"""
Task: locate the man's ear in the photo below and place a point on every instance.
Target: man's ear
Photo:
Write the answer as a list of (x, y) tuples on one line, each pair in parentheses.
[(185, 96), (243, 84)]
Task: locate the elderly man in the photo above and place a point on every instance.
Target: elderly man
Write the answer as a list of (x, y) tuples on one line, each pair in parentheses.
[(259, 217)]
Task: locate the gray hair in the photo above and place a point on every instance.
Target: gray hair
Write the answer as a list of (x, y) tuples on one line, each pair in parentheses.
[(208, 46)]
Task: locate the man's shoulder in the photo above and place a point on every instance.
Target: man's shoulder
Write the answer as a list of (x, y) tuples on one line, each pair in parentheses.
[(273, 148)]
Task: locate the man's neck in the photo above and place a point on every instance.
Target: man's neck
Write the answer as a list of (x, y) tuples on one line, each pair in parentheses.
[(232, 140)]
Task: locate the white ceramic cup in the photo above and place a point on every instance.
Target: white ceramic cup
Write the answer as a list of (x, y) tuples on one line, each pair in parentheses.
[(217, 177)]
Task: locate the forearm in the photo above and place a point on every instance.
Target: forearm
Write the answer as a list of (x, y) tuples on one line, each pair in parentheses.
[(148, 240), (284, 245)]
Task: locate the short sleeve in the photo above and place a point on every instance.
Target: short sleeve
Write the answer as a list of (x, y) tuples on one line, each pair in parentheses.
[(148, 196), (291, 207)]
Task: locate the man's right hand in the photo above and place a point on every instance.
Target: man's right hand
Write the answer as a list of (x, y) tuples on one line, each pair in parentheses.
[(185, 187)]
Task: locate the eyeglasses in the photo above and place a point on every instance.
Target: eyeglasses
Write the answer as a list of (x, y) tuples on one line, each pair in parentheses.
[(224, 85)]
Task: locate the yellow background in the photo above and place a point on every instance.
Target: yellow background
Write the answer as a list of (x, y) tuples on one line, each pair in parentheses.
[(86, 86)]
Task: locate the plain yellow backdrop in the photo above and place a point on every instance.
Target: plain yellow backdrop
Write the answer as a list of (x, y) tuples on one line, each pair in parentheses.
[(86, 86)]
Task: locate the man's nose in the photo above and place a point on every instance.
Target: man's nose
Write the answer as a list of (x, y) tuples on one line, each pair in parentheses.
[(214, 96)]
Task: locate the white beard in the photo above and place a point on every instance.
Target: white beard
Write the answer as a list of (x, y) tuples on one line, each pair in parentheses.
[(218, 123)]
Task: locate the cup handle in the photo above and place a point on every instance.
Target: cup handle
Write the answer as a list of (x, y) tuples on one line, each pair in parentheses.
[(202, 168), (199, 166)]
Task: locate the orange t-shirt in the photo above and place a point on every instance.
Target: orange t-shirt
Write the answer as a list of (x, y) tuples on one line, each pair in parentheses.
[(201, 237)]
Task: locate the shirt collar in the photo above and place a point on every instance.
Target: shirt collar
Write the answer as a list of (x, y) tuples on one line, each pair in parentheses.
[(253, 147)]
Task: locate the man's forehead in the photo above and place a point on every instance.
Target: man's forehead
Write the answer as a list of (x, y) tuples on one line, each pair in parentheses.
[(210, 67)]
"""
◆ TO DO:
Convert the part of the material above that opens with the line containing "Task: locate the shirt" and continues through the final line of the material, both included, into a JSON list of strings with one string per line. Leave out any blank lines.

◆ ANSWER IN FULL:
[
  "Task: locate the shirt collar in the photo above and place a point on every instance.",
  "Target: shirt collar",
  "Write the answer as a list of (x, y) tuples on one line, each pair in parentheses.",
  "[(253, 147)]",
  "Task: locate the man's forehead in the photo above and place a point on every instance.",
  "Target: man's forehead",
  "Write the answer as a list of (x, y) tuples on one line, each pair in parentheses.",
  "[(210, 67)]"
]